Short task A:
Please gather every line of the records that contains the word "Query" and copy each of those lines out.

Selected excerpt:
|---|
The Artist: Pete Scully discusses urban sketching

Features – The Aggie

Pete Scully talks about his life as an artist

Ever since urban sketch artist Pete Scully was able to pick up a pen in his self-proclaimed “funny way,” he remembers drawing. The earliest drawings Scully remembers creating depict America through skyscrapers in New York. When Scully was around five years old in Burnt Oak of North London, his idea of a skyscraper was slightly different from what they are: he drew extremely tall buildings with broomsticks sticking out from the top in order to scrape the sky. Scully’s fascination with drawing and with drawing cities, started from this young age — despite the slight confusion regarding skyscrapers.

Scully, who previously worked as a graduate programs coordinator, is currently in the Department of Statistics as the management services officer. He left North London and has lived in Davis for the past 13 years, providing him ample opportunity to draw locations all over the city. His sketches started as a way to document and remember everything exciting and novel about the new place in which he lived and worked.
|---|
Raw data:

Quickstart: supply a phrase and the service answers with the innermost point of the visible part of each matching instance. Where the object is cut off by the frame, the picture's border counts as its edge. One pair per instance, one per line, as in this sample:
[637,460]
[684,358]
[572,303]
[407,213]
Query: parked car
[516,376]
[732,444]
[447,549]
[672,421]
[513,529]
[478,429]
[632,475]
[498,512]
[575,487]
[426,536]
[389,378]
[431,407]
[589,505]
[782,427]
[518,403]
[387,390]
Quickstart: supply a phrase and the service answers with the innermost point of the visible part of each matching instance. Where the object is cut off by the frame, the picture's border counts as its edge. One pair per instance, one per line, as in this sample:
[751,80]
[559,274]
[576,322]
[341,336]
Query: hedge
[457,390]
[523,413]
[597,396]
|---|
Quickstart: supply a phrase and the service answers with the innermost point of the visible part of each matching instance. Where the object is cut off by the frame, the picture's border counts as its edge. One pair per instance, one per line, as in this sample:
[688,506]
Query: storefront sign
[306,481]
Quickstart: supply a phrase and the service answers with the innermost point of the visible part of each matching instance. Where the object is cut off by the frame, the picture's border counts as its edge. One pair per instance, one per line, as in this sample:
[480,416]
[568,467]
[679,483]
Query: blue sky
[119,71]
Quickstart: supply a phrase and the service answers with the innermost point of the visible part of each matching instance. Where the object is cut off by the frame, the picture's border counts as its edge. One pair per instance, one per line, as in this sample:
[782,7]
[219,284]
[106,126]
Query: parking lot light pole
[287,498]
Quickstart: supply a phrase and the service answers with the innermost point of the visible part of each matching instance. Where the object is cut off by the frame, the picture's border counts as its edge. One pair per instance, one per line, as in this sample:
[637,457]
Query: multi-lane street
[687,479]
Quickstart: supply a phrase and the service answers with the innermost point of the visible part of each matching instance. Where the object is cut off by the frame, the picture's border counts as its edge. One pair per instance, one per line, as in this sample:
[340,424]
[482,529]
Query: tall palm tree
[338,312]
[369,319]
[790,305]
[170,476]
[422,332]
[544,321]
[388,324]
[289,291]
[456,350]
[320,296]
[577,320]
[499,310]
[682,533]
|---|
Short task B:
In the article on Pete Scully, how long has Scully lived in Davis?

Complete response A:
Query: parked car
Query: hedge
Query: storefront sign
Query: blue sky
Query: parking lot light pole
Query: multi-lane street
Query: tall palm tree

Complete response B:
For the past 13 years.